====== DATASET RECORDS

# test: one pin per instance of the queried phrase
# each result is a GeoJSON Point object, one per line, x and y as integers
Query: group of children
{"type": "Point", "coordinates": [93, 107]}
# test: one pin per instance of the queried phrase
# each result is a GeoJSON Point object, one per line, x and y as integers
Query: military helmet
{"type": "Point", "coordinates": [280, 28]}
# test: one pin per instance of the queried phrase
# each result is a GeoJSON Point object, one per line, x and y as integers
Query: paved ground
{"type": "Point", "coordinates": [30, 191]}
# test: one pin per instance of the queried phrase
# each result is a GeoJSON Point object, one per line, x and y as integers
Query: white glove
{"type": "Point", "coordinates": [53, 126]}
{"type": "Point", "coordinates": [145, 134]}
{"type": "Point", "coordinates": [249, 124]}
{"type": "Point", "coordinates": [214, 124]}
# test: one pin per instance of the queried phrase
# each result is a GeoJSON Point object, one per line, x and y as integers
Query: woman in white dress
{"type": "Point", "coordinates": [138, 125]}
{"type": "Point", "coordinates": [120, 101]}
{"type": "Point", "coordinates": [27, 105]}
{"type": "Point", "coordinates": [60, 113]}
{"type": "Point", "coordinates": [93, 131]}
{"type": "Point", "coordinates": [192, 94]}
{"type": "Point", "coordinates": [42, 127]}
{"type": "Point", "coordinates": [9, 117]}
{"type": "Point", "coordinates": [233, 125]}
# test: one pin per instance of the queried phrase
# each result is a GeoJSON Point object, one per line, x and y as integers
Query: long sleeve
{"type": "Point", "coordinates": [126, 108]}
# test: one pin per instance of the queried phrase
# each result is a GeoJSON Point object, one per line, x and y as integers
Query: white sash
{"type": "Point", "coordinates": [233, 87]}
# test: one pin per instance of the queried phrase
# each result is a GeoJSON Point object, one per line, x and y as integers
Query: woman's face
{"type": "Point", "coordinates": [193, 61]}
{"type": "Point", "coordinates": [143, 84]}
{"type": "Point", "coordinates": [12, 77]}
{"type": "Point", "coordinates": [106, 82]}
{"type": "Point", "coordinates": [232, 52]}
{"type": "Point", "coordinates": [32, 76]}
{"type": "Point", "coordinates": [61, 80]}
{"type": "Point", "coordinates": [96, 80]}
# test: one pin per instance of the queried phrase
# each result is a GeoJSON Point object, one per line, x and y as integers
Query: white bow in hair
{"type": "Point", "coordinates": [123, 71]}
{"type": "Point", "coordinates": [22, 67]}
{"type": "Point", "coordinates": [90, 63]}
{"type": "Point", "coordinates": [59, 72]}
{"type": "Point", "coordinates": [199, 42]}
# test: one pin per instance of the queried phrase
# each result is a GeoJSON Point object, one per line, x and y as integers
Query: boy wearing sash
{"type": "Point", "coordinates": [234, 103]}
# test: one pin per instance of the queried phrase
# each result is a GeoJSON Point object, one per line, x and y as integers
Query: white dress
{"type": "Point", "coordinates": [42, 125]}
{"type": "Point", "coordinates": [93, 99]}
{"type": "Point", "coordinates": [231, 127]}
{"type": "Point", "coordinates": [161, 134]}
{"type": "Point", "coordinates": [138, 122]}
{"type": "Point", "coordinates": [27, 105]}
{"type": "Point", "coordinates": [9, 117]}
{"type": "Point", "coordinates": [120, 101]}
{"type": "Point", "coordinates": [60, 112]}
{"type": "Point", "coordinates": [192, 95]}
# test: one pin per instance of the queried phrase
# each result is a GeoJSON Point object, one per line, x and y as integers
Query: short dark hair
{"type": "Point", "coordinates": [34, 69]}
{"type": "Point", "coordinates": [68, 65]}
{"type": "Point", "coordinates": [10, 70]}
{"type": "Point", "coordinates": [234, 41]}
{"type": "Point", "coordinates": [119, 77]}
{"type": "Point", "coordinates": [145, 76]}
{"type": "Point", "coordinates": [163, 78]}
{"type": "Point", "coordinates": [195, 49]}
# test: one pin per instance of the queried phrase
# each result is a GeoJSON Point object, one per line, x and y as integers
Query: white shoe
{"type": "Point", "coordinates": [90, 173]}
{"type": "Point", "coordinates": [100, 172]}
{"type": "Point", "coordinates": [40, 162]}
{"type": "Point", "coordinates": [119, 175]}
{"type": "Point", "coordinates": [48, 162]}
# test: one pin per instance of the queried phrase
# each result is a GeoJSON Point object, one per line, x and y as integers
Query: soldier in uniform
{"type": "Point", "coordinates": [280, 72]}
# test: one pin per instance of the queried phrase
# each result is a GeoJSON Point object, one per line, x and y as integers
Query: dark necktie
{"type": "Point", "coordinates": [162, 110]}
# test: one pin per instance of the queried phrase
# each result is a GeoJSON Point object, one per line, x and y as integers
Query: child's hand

============

■ INSTRUCTIONS TO FOLLOW: For each record above, write it out again exactly.

■ RESPONSE:
# test: one pin per instance of the queried phrase
# each result is a GeoJSON Point object, one per line, x and y as integers
Query: group of children
{"type": "Point", "coordinates": [93, 107]}
# test: one pin per instance of the queried phrase
# each result is a GeoJSON Point object, one per line, x and y as integers
Query: military helmet
{"type": "Point", "coordinates": [280, 28]}
# test: one pin per instance of the queried phrase
# each result is a GeoJSON Point object, one per line, x and y as integers
Query: paved ground
{"type": "Point", "coordinates": [30, 191]}
# test: one pin per instance of the queried phrase
# each result is a GeoJSON Point object, one per line, x and y as integers
Query: white glove
{"type": "Point", "coordinates": [53, 126]}
{"type": "Point", "coordinates": [145, 134]}
{"type": "Point", "coordinates": [249, 124]}
{"type": "Point", "coordinates": [214, 124]}
# test: one pin per instance of the queried phrase
# each result is a GeoJSON Point object, one per line, x and y as integers
Query: woman in white dress
{"type": "Point", "coordinates": [138, 125]}
{"type": "Point", "coordinates": [120, 101]}
{"type": "Point", "coordinates": [27, 105]}
{"type": "Point", "coordinates": [60, 113]}
{"type": "Point", "coordinates": [93, 131]}
{"type": "Point", "coordinates": [192, 94]}
{"type": "Point", "coordinates": [42, 127]}
{"type": "Point", "coordinates": [9, 117]}
{"type": "Point", "coordinates": [233, 125]}
# test: one pin per instance of the queried phrase
# each result is a GeoJSON Point object, one per line, x and y as integers
Query: long sleeve
{"type": "Point", "coordinates": [126, 108]}
# test: one pin per instance of the queried phrase
# each result is a GeoJSON Point object, one per line, x and y as integers
Query: white sash
{"type": "Point", "coordinates": [233, 87]}
# test: one pin per instance of the queried phrase
# each result is a GeoJSON Point object, one per line, x and y as integers
Query: woman's face
{"type": "Point", "coordinates": [193, 61]}
{"type": "Point", "coordinates": [143, 84]}
{"type": "Point", "coordinates": [12, 77]}
{"type": "Point", "coordinates": [106, 82]}
{"type": "Point", "coordinates": [232, 52]}
{"type": "Point", "coordinates": [32, 76]}
{"type": "Point", "coordinates": [61, 80]}
{"type": "Point", "coordinates": [96, 80]}
# test: one pin per instance of the queried phrase
# each result is a GeoJSON Point object, one per line, x and y as integers
Query: white bow in hair
{"type": "Point", "coordinates": [123, 71]}
{"type": "Point", "coordinates": [22, 67]}
{"type": "Point", "coordinates": [90, 63]}
{"type": "Point", "coordinates": [59, 72]}
{"type": "Point", "coordinates": [199, 42]}
# test: one pin per instance of the queried phrase
# each result is a GeoJSON Point object, one per line, x and y as integers
Query: boy wearing sash
{"type": "Point", "coordinates": [234, 103]}
# test: one pin per instance of the queried phrase
# each result is a GeoJSON Point object, one per line, x and y as integers
Query: white dress
{"type": "Point", "coordinates": [42, 125]}
{"type": "Point", "coordinates": [93, 99]}
{"type": "Point", "coordinates": [231, 127]}
{"type": "Point", "coordinates": [161, 134]}
{"type": "Point", "coordinates": [138, 122]}
{"type": "Point", "coordinates": [27, 105]}
{"type": "Point", "coordinates": [9, 117]}
{"type": "Point", "coordinates": [120, 101]}
{"type": "Point", "coordinates": [60, 112]}
{"type": "Point", "coordinates": [192, 95]}
# test: one pin per instance of the queried phrase
# each result is a GeoJSON Point object, one per line, x and y as integers
Query: short dark hair
{"type": "Point", "coordinates": [34, 69]}
{"type": "Point", "coordinates": [68, 65]}
{"type": "Point", "coordinates": [10, 70]}
{"type": "Point", "coordinates": [234, 41]}
{"type": "Point", "coordinates": [119, 77]}
{"type": "Point", "coordinates": [145, 76]}
{"type": "Point", "coordinates": [163, 78]}
{"type": "Point", "coordinates": [195, 49]}
# test: one pin per instance of the queried phrase
# each result is a GeoJSON Point object, one per line, x and y as integers
Query: white shoe
{"type": "Point", "coordinates": [90, 173]}
{"type": "Point", "coordinates": [100, 172]}
{"type": "Point", "coordinates": [40, 162]}
{"type": "Point", "coordinates": [119, 175]}
{"type": "Point", "coordinates": [48, 162]}
# test: one pin per instance of the queried phrase
# each result is a GeoJSON Point object, one per line, x and y as integers
Query: soldier in uniform
{"type": "Point", "coordinates": [280, 72]}
# test: one pin per instance of the queried phrase
# each result is a GeoJSON Point object, one per line, x and y as integers
Query: dark necktie
{"type": "Point", "coordinates": [162, 110]}
# test: one pin per instance of the queried phrase
# each result is a GeoJSON Point object, one per line, x and y as integers
Query: child's hand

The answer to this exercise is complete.